* [SUMBER]:
Betapa
banyak kita lihat saat ini, wanita-wanita berbusana muslimah, namun masih dalam
keadaan ketat. Kadang yang ditutup hanya kepala, namun ada yang mengenakan
lengan pendek. Ada pula yang sekedar menutup kepala dengan kerudung mini. Perlu
diketahui bahwa pakaian muslimah sudah digariskan dalam Al Qur’an dan Al
Hadits, sehingga kita pun harus mengikuti tuntunan tersebut. Yang dibahas kali
ini bukan hanya bentuk jilbab, namun bagaimana kriteria pakaian muslimah secara
keseluruhan.
Syarat pertama: pakaian
wanita harus menutupi seluruh tubuh kecuali wajah dan telapak tangan. Ingat,
selain kedua anggota tubuh ini wajib ditutupi termasuk juga telapak kaki karena
termasuk aurat.
Allah Ta’ala berfirman, “Hai Nabi, katakanlah kepada isteri-isterimu,
anak-anak perempuanmu dan isteri-isteri orang mu’min: “Hendaklah mereka
mendekatkan jilbabnya ke seluruh tubuh
mereka”. Yang demikian itu supaya mereka lebih mudah untuk dikenal, karena itu
mereka tidak di ganggu. Dan Allah adalah Maha Pengampun lagi Maha Penyayang.
(QS. Al Ahzab [33] : 59). Jilbab bukanlah penutup wajah, namun jilbab adalah
kain yang dipakai oleh wanita setelah memakai khimar. Sedangkan khimar adalah
penutup kepala.
Allah Ta’ala juga
berfirman, “Katakanlah kepada wanita yang beriman:
“Hendaklah mereka menahan pandangannya, dan kemaluannya, dan janganlah mereka
menampakkan perhiasannya, kecuali yang (biasa) nampak dari padanya.” (QS. An
Nuur [24] : 31). Berdasarkan tafsiran Ibnu Abbas, Ibnu Umar, Atho’ bin Abi
Robbah, dan Mahkul Ad Dimasqiy bahwa yang boleh ditampakkan adalah wajah dan
kedua telapak tangan.

* [ENTRI DATA]:
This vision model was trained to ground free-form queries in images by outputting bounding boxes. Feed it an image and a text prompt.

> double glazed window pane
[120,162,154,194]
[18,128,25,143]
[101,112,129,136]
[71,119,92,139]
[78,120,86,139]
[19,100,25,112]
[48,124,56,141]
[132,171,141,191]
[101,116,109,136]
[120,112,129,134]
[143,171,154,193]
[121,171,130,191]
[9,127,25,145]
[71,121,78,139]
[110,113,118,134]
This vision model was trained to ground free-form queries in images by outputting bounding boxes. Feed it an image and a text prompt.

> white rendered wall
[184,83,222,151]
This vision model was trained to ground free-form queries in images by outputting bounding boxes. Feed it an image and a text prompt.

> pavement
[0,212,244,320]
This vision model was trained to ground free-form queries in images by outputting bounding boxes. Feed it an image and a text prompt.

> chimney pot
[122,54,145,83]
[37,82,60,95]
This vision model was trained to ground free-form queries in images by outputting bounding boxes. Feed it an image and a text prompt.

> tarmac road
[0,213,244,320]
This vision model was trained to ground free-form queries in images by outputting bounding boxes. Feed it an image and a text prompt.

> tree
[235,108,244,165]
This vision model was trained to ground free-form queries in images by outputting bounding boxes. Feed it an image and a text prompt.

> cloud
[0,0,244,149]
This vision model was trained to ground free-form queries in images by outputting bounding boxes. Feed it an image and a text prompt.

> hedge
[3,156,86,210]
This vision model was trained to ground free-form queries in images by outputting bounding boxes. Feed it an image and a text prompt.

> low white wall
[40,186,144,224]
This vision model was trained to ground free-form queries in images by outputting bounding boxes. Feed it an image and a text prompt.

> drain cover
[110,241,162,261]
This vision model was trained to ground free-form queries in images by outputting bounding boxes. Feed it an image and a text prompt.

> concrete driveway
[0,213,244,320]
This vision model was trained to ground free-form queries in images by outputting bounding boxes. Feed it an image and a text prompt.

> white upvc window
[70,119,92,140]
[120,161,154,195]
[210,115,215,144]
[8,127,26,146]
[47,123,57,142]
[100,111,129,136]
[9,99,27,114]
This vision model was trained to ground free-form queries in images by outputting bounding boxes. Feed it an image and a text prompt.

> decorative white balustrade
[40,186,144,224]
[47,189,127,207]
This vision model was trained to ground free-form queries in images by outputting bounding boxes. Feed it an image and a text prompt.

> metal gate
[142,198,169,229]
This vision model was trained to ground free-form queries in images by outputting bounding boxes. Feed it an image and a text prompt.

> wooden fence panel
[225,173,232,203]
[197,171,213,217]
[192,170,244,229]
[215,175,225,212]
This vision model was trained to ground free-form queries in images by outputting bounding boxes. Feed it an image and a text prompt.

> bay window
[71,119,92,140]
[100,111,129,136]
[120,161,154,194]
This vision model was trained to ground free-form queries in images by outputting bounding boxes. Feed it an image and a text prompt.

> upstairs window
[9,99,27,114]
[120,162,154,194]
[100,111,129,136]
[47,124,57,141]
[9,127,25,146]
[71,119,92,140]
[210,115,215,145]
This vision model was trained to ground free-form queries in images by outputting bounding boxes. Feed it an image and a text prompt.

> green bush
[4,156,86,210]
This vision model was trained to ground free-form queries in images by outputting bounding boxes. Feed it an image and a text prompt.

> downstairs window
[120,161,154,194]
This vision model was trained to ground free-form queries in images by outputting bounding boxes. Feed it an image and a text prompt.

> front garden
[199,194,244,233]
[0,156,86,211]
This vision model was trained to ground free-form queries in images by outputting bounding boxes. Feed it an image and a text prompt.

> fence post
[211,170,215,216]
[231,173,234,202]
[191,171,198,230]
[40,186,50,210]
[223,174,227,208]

* [TUGAS 1]:
Menurut tulisan tentang pakaian muslimah, mengapa telapak kaki juga wajib ditutupi? Jawab dalam satu sampai tiga kalimat.
* [TUGAS 2]:
Tuliskan lanjutan tulisan tentang pakaian muslimah, mulai setelah kalimat terakhirnya.

* [JAWABAN LATIHAN 1]:
Telapak kaki wajib ditutupi karena termasuk aurat. Pakaian wanita harus menutupi seluruh tubuh kecuali wajah dan telapak tangan, jadi telapak kaki bukan bagian yang boleh terlihat.

* [JAWABAN LATIHAN 2]:
Syarat kedua: bukan
pakaian untuk berhias seperti yang banyak dihiasi dengan gambar bunga apalagi
yang warna-warni, atau disertai gambar makhluk bernyawa, apalagi gambarnya
lambang partai politik! Yang terkahir ini bahkan bisa menimbulkan perpecahan di
antara kaum muslimin.
Allah Ta’ala berfirman,
“Dan hendaklah kamu tetap di rumahmu dan
janganlah kamu ber-tabarruj seperti orang-orang jahiliyyah pertama.” (QS. Al
Ahzab : 33). Tabarruj adalah perilaku wanita yang menampakkan perhiasan dan
kecantikannya serta segala sesuatu yang mestinya ditutup karena hal itu dapat
menggoda kaum lelaki.
Ingatlah, bahwa maksud
perintah untuk mengenakan jilbab adalah perintah untuk menutupi perhiasan
wanita. Dengan demikian, tidak masuk akal bila jilbab yang berfungsi untuk
menutup perhiasan wanita malah menjadi pakaian untuk berhias sebagaimana yang
sering kita temukan.
Syarat ketiga: pakaian
tersebut tidak tipis dan tidak tembus pandang yang dapat menampakkan bentuk
lekuk tubuh. Pakaian muslimah juga harus longgar dan tidak ketat sehingga tidak
menggambarkan bentuk lekuk tubuh.Dalam sebuah hadits
shohih, Rasulullah shallallahu ‘alaihi wa sallam bersabda, “Dua golongan dari
penduduk neraka yang belum pernah aku lihat, yaitu : Suatu kaum yang memiliki
cambuk, seperti ekor sapi untuk memukul manusia dan para wanita berpakaian tapi
telanjang, berlenggak-lenggok, kepala mereka seperti punuk unta yang miring,
wanita seperti itu tidak akan masuk surga dan tidak akan mencium baunya,
walaupun baunya tercium selama perjalanan ini dan ini.” (HR.Muslim)
Ibnu ‘Abdil Barr rahimahullah
mengatakan, “Makna kasiyatun ‘ariyatun adalah para wanita yang memakai pakaian
yang tipis sehingga dapat menggambarkan bentuk tubuhnya, pakaian tersebut belum
menutupi (anggota tubuh yang wajib ditutupi dengan sempurna). Mereka memang
berpakaian, namun pada hakikatnya mereka telanjang.” (Jilbab Al Mar’ah Al
Muslimah, 125-126)
Cermatilah, dari sini
kita bisa menilai apakah jilbab gaul yang tipis dan ketat yang banyak dikenakan
para mahasiswi maupun ibu-ibu di sekitar kita dan bahkan para artis itu sesuai
syari’at atau tidak.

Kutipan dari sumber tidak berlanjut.